■ Task: Print out every entry, keeping each line identical to the original.

■ Data in this exercise:
════════

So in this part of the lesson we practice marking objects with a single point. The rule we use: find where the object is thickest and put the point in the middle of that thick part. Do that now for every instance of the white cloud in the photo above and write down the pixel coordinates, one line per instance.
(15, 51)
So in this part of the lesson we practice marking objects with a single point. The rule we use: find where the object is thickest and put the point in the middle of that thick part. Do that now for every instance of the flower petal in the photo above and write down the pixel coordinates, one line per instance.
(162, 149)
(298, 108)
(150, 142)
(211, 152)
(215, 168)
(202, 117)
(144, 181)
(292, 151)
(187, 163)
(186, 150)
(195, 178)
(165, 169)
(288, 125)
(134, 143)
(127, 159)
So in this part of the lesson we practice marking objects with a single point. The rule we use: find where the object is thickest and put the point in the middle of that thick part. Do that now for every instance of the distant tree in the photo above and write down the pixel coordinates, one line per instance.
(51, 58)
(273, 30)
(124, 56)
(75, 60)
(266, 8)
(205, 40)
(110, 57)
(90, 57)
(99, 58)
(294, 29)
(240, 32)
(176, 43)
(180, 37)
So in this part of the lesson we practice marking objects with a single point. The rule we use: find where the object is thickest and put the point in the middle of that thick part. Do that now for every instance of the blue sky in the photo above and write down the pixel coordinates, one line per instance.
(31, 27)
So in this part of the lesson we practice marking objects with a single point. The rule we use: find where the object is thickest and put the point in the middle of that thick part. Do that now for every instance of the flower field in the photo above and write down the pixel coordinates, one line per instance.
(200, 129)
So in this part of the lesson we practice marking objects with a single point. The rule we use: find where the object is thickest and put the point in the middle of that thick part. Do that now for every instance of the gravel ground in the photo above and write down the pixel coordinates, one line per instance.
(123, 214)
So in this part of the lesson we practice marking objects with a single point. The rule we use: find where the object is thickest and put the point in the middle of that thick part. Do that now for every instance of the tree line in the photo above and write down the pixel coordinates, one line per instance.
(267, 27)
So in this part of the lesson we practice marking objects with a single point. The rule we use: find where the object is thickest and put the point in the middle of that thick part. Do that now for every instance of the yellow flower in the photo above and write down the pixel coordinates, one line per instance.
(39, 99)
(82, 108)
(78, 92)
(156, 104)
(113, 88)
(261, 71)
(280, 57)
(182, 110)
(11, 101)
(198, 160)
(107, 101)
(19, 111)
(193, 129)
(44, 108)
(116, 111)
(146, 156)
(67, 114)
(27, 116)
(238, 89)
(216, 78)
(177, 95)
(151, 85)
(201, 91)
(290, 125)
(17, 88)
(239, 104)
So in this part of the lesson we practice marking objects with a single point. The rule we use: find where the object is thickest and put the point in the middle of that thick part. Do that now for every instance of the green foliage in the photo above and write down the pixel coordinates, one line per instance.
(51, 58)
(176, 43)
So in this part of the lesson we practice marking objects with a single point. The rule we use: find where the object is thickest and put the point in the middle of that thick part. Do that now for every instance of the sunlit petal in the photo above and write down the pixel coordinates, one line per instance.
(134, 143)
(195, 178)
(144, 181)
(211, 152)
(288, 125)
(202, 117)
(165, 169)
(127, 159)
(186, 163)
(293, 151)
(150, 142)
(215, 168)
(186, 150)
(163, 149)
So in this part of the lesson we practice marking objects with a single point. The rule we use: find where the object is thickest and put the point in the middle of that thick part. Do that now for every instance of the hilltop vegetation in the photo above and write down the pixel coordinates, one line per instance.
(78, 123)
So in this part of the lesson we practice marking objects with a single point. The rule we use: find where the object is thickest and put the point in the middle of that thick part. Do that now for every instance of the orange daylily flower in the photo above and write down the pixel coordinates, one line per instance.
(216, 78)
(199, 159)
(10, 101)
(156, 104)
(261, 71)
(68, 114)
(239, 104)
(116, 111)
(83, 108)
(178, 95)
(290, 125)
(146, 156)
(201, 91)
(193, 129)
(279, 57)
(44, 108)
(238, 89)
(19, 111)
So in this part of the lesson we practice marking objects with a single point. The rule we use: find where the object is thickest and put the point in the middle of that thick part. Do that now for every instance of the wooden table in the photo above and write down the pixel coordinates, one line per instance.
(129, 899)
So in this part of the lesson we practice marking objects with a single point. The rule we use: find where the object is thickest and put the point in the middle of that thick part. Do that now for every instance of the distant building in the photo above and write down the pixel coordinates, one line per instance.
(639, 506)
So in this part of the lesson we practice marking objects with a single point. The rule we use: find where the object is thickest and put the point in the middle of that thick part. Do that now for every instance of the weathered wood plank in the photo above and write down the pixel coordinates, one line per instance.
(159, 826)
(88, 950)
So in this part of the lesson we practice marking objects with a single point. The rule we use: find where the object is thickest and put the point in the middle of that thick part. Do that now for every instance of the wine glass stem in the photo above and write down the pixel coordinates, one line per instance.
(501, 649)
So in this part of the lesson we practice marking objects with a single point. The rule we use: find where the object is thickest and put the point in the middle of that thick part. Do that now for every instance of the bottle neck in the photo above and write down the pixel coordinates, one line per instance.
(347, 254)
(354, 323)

════════

■ Answer to this problem:
So in this part of the lesson we practice marking objects with a single point. The rule we use: find where the object is thickest and put the point in the middle of that thick part. Do that now for every instance of the white cloud in the photo above and write down the pixel coordinates, one line per instance.
(15, 51)
So in this part of the lesson we practice marking objects with a single point. The rule we use: find where the object is thickest and put the point in the middle of that thick part. Do that now for every instance of the flower petal in the photo above and write down the pixel coordinates, one line per instance.
(162, 149)
(298, 108)
(150, 142)
(211, 152)
(215, 168)
(202, 117)
(144, 181)
(292, 151)
(187, 163)
(186, 150)
(195, 178)
(165, 169)
(288, 125)
(134, 143)
(127, 159)
So in this part of the lesson we practice marking objects with a single point. The rule we use: find where the object is thickest and put the point in the middle of that thick part. Do that now for every instance of the distant tree in the photo above and write down the pixel coordinates, one line per instance.
(51, 58)
(273, 30)
(124, 56)
(75, 60)
(266, 8)
(205, 40)
(110, 57)
(90, 57)
(99, 58)
(294, 29)
(240, 32)
(176, 43)
(180, 37)
So in this part of the lesson we practice marking objects with a single point. The rule we use: find where the object is thickest and put the point in the middle of that thick part. Do that now for every instance of the blue sky in the photo above and write down the pixel coordinates, one line per instance.
(31, 27)
So in this part of the lesson we practice marking objects with a single point. The rule we use: find where the object is thickest and put the point in the middle of that thick part. Do that now for every instance of the flower field in the photo above and write down the pixel coordinates, one line per instance.
(200, 129)
So in this part of the lesson we practice marking objects with a single point. The rule we use: find where the object is thickest and put the point in the middle of that thick part. Do that now for every instance of the gravel ground in the photo above and write down the pixel coordinates, one line per instance.
(123, 214)
So in this part of the lesson we practice marking objects with a single point. The rule we use: find where the object is thickest and put the point in the middle of that thick part. Do that now for every instance of the tree line in the photo above and write down the pixel coordinates, one line per instance.
(267, 27)
So in this part of the lesson we practice marking objects with a single point. The rule we use: find where the object is thickest and put the point in the middle of that thick part. Do that now for every instance of the yellow flower in the photo above and write down the pixel coordinates, one line per instance.
(39, 99)
(82, 108)
(78, 92)
(156, 104)
(113, 88)
(261, 71)
(280, 57)
(182, 110)
(11, 101)
(198, 160)
(107, 101)
(19, 111)
(193, 129)
(44, 108)
(116, 111)
(146, 156)
(67, 114)
(27, 116)
(238, 89)
(216, 78)
(177, 95)
(151, 85)
(201, 91)
(290, 125)
(17, 88)
(239, 104)
So in this part of the lesson we practice marking objects with a single point. The rule we use: find where the object is thickest and put the point in the middle of that thick part. Do that now for every instance of the green foliage in the photo above and write down the pixel coordinates, one line per instance.
(51, 58)
(176, 43)
So in this part of the lesson we practice marking objects with a single point. The rule we use: find where the object is thickest and put the point in the middle of that thick part. Do that now for every instance of the sunlit petal in the photo above and write down the pixel coordinates, one line per instance.
(134, 143)
(195, 178)
(144, 181)
(211, 152)
(288, 125)
(202, 117)
(165, 169)
(127, 159)
(186, 163)
(293, 151)
(150, 142)
(215, 168)
(186, 150)
(163, 149)
So in this part of the lesson we practice marking objects with a single point. The rule we use: find where the object is thickest and put the point in the middle of that thick part. Do that now for every instance of the hilltop vegetation in the photo above and write down the pixel coordinates, one line per instance.
(78, 123)
So in this part of the lesson we practice marking objects with a single point. The rule we use: find where the object is thickest and put the point in the middle of that thick part. Do that now for every instance of the orange daylily flower in the photo above and write down the pixel coordinates, one line per instance.
(216, 78)
(199, 159)
(10, 101)
(156, 104)
(261, 71)
(68, 114)
(239, 104)
(116, 111)
(83, 108)
(178, 95)
(290, 125)
(146, 156)
(201, 91)
(193, 129)
(279, 57)
(44, 108)
(238, 89)
(19, 111)
So in this part of the lesson we practice marking objects with a single point. The rule we use: find where the object is thickest and put the point in the middle of that thick part. Do that now for every instance of the wooden table in the photo above and write down the pixel coordinates, one line per instance.
(129, 899)
So in this part of the lesson we practice marking objects with a single point. The rule we use: find where the object is thickest and put the point in the middle of that thick part. Do that now for every instance of the distant building in the photo above and write down the pixel coordinates, one line per instance.
(639, 506)
So in this part of the lesson we practice marking objects with a single point. The rule we use: find where the object is thickest and put the point in the middle of that thick part. Do that now for every instance of the weathered wood plank in the photo above and write down the pixel coordinates, one line per instance.
(159, 826)
(88, 950)
So in this part of the lesson we practice marking objects with a single point. The rule we use: find where the object is thickest and put the point in the middle of that thick part. Do that now for every instance of the wine glass stem in the photo above and write down the pixel coordinates, one line per instance.
(501, 649)
So in this part of the lesson we practice marking objects with a single point. The rule we use: find where the object is thickest and put the point in the middle of that thick part. Do that now for every instance of the bottle neck in the photo above and write down the pixel coordinates, one line per instance.
(347, 254)
(354, 323)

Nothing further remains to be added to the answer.